Testo di riferimento:

════════════════════

Santissimo Corpo e Sangue di Cristo (Anno C) (23/06/2019)

Vangelo: Lc 9,11-17 Clicca per vedere le Letture (Vangelo: )

Visualizza Lc 9,11-17

11Ma le folle vennero a saperlo e lo seguirono. Egli le accolse e prese a parlare loro del regno di Dio e a guarire quanti avevano bisogno di cure.

12Il giorno cominciava a declinare e i Dodici gli si avvicinarono dicendo: «Congeda la folla perché vada nei villaggi e nelle campagne dei dintorni, per alloggiare e trovare cibo: qui siamo in una zona deserta». 13Gesù disse loro: «Voi stessi date loro da mangiare». Ma essi risposero: «Non abbiamo che cinque pani e due pesci, a meno che non andiamo noi a comprare viveri per tutta questa gente». 14C’erano infatti circa cinquemila uomini. Egli disse ai suoi discepoli: «Fateli sedere a gruppi di cinquanta circa». 15Fecero così e li fecero sedere tutti quanti. 16Egli prese i cinque pani e i due pesci, alzò gli occhi al cielo, recitò su di essi la benedizione, li spezzò e li dava ai discepoli perché li distribuissero alla folla. 17Tutti mangiarono a sazietà e furono portati via i pezzi loro avanzati: dodici ceste.

L'uso dei tempi dei verbi, in grammatica, non è poi così indifferente: e lo sanno bene gli studenti che in questi giorni si sono cimentati con le prove scritte agli esami di maturità o di licenza media. E non parlo solamente di tempi tra di loro evidentemente differenti (tutti sanno la differenza tra presente e futuro), ma anche e soprattutto di tempi verbali che riguardano tutti lo stesso lasso di tempo, concretamente il passato. Non è la stessa cosa dire: “Io sono andato a Milano”, “Io andai a Milano”, e “Io andavo a Milano”, ovvero usare il passato prossimo, il passato remoto e l'imperfetto in maniera indiscriminata. Lungo la storia del nostro paese, la distinzione tra passato prossimo e passato remoto si è identificata anche con una questione territoriale, civica, quasi politica.

════════════════════

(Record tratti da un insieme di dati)
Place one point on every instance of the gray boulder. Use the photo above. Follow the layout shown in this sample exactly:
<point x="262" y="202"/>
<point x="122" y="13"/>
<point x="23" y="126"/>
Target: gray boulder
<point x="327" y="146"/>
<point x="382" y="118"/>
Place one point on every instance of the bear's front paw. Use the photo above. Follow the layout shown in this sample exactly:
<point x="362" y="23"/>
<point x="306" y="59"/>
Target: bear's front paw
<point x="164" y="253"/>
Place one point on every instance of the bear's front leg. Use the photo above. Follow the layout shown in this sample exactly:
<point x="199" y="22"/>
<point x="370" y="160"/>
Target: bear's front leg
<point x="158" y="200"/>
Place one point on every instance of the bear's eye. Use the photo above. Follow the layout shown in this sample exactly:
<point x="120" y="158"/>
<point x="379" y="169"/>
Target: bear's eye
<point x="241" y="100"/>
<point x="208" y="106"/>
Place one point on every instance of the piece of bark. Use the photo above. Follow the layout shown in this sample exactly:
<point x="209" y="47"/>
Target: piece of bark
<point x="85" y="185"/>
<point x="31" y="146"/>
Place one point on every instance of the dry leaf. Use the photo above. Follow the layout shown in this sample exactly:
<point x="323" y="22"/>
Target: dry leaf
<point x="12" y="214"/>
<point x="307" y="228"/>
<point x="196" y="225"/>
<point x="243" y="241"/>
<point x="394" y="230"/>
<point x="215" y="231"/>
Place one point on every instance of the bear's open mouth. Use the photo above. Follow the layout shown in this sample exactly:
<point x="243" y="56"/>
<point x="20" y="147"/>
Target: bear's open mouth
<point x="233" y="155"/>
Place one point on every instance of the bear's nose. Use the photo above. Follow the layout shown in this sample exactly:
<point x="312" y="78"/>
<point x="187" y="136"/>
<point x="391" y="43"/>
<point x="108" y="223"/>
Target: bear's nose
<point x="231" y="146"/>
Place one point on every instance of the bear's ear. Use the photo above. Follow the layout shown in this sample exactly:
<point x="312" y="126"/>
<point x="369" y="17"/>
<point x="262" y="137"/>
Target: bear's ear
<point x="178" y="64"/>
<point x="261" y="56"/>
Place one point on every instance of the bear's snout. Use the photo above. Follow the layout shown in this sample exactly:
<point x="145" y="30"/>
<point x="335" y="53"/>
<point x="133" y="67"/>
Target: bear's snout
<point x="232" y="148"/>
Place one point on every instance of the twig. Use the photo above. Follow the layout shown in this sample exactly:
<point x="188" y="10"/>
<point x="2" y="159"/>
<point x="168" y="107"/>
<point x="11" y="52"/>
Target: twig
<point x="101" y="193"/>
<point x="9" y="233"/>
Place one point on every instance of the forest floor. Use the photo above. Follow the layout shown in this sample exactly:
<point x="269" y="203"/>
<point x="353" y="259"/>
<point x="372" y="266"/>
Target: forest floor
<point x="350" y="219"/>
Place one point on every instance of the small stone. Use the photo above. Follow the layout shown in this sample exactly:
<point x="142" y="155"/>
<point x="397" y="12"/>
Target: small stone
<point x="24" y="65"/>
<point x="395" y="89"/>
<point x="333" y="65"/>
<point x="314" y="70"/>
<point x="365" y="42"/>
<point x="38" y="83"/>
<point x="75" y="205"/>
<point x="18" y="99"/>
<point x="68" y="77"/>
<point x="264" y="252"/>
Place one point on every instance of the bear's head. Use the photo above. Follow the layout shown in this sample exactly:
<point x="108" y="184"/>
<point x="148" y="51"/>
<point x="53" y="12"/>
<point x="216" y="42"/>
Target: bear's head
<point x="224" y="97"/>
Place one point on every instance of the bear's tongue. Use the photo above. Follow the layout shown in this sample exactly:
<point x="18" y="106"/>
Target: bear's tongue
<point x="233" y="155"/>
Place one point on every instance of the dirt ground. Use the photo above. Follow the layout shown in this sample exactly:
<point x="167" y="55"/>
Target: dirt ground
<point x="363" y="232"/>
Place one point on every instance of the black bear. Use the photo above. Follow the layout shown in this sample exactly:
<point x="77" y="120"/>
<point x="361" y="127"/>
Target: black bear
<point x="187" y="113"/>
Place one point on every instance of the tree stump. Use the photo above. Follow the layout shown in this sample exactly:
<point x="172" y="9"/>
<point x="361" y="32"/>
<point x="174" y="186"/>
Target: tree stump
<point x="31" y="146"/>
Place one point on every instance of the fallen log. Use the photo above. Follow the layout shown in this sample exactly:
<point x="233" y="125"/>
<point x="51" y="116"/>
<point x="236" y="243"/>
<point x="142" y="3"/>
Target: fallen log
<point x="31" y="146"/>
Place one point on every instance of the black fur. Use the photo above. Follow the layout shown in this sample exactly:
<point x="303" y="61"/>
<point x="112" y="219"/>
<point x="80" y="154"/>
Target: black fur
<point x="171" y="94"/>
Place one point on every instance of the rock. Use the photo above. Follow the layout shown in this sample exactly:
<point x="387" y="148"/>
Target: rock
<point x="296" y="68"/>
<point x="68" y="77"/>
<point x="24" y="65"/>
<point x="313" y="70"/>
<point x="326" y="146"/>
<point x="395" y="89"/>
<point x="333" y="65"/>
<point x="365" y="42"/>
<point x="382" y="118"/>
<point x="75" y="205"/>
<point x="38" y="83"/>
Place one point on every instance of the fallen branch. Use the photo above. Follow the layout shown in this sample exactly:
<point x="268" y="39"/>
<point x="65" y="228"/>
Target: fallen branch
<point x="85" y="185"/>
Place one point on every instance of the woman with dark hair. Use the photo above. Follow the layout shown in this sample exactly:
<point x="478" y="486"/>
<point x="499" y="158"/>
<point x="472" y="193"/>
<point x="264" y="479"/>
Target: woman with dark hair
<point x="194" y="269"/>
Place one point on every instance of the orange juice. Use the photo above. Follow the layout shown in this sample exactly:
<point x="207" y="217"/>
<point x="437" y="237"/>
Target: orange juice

════════════════════

Consegna:
Trascrivi il passo del testo che va da «12Il giorno cominciava» fino a «avanzati: dodici ceste.», sostituendo «ceste» con «canestri».

Soluzione:
12Il giorno cominciava a declinare e i Dodici gli si avvicinarono dicendo: «Congeda la folla perché vada nei villaggi e nelle campagne dei dintorni, per alloggiare e trovare cibo: qui siamo in una zona deserta». 13Gesù disse loro: «Voi stessi date loro da mangiare». Ma essi risposero: «Non abbiamo che cinque pani e due pesci, a meno che non andiamo noi a comprare viveri per tutta questa gente». 14C’erano infatti circa cinquemila uomini. Egli disse ai suoi discepoli: «Fateli sedere a gruppi di cinquanta circa». 15Fecero così e li fecero sedere tutti quanti. 16Egli prese i cinque pani e i due pesci, alzò gli occhi al cielo, recitò su di essi la benedizione, li spezzò e li dava ai discepoli perché li distribuissero alla folla. 17Tutti mangiarono a sazietà e furono portati via i pezzi loro avanzati: dodici canestri.